> **WHAT YOU NEED TO DO**: All that is needed is the listing, given back exactly.

> **DATA PROVIDED**:
....

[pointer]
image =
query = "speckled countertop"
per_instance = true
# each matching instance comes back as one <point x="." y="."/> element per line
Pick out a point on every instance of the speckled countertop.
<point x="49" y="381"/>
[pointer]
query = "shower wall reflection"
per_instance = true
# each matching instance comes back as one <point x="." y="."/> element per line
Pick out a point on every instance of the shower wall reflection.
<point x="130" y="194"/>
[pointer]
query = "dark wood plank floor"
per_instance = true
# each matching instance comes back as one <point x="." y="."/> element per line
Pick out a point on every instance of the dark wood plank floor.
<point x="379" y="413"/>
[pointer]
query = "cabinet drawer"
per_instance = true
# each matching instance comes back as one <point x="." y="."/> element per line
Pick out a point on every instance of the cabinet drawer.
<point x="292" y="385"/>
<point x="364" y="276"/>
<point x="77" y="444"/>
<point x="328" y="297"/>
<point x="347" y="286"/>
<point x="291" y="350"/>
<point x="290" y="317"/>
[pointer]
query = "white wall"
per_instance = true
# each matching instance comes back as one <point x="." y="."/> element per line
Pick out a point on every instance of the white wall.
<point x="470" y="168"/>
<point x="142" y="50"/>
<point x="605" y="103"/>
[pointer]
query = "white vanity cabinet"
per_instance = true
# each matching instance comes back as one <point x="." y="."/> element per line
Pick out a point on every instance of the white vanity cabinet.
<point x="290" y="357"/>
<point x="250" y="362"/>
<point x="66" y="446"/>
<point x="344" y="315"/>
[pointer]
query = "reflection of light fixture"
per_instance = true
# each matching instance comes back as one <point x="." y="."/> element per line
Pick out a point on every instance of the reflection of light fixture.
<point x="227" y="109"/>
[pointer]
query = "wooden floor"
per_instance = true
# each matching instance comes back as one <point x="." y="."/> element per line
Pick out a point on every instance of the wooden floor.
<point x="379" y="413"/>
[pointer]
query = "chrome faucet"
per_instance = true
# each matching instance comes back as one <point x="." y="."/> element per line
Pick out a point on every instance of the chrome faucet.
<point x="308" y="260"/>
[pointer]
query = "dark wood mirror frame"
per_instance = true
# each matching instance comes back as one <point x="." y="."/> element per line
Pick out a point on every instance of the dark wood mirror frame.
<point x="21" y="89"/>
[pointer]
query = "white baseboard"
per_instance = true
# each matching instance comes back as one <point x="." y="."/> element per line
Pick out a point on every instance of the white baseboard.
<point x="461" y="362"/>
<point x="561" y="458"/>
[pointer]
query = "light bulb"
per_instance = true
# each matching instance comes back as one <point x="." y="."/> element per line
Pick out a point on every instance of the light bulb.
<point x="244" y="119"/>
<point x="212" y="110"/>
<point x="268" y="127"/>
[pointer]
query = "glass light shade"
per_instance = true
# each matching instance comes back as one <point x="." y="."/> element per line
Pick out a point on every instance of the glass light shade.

....

> **RESULT**:
[pointer]
image =
query = "speckled countertop"
per_instance = true
# each matching instance comes back as one <point x="." y="."/> element per line
Pick out a point on every instance of the speckled countertop.
<point x="49" y="381"/>
[pointer]
query = "shower wall reflection"
per_instance = true
# each matching instance comes back as one <point x="." y="."/> element per line
Pick out a point on every instance of the shower wall reflection.
<point x="130" y="194"/>
[pointer]
query = "dark wood plank floor"
per_instance = true
# each matching instance comes back as one <point x="." y="."/> element per line
Pick out a point on every instance of the dark wood plank floor.
<point x="379" y="413"/>
[pointer]
query = "cabinet drawer"
per_instance = true
# each matching instance comes back as one <point x="." y="."/> element per line
Pick out a point on every instance of the cabinet drawer.
<point x="292" y="385"/>
<point x="364" y="276"/>
<point x="77" y="444"/>
<point x="328" y="297"/>
<point x="347" y="286"/>
<point x="291" y="350"/>
<point x="290" y="317"/>
[pointer]
query = "white wall"
per_instance = true
# each matching instance comes back as one <point x="." y="."/> element per line
Pick out a point on every instance of the white wall.
<point x="470" y="168"/>
<point x="142" y="50"/>
<point x="605" y="103"/>
[pointer]
query = "white vanity cabinet"
per_instance = true
# each matching instance comes back as one <point x="." y="."/> element per line
Pick out a point on every instance of the white vanity cabinet.
<point x="290" y="357"/>
<point x="250" y="362"/>
<point x="66" y="446"/>
<point x="344" y="315"/>
[pointer]
query = "reflection of light fixture"
per_instance = true
# each matching instance comes back as one <point x="." y="."/> element per line
Pick out a point on every instance of the reflection of light fixture.
<point x="227" y="109"/>
[pointer]
query = "wooden floor"
per_instance = true
# each matching instance comes back as one <point x="." y="."/> element per line
Pick out a point on every instance of the wooden floor.
<point x="379" y="413"/>
[pointer]
query = "chrome faucet"
per_instance = true
# each matching instance comes back as one <point x="." y="."/> element per line
Pick out a point on every instance of the chrome faucet.
<point x="308" y="260"/>
[pointer]
query = "dark wood mirror frame"
per_instance = true
# each matching instance comes back as one <point x="." y="."/> element per line
Pick out a point on every instance of the dark wood mirror frame.
<point x="21" y="89"/>
[pointer]
query = "white baseboard"
per_instance = true
# each matching instance comes back as one <point x="." y="."/> element per line
Pick out a point on every instance of the white baseboard.
<point x="461" y="362"/>
<point x="561" y="458"/>
[pointer]
query = "light bulb"
per_instance = true
# each matching instance comes back as one <point x="." y="."/> element per line
Pick out a point on every instance of the light bulb.
<point x="244" y="119"/>
<point x="212" y="110"/>
<point x="268" y="127"/>
[pointer]
query = "glass light shade"
per_instance = true
# each matching instance comes back as one <point x="." y="."/> element per line
Pick out a point on every instance of the glass light shade.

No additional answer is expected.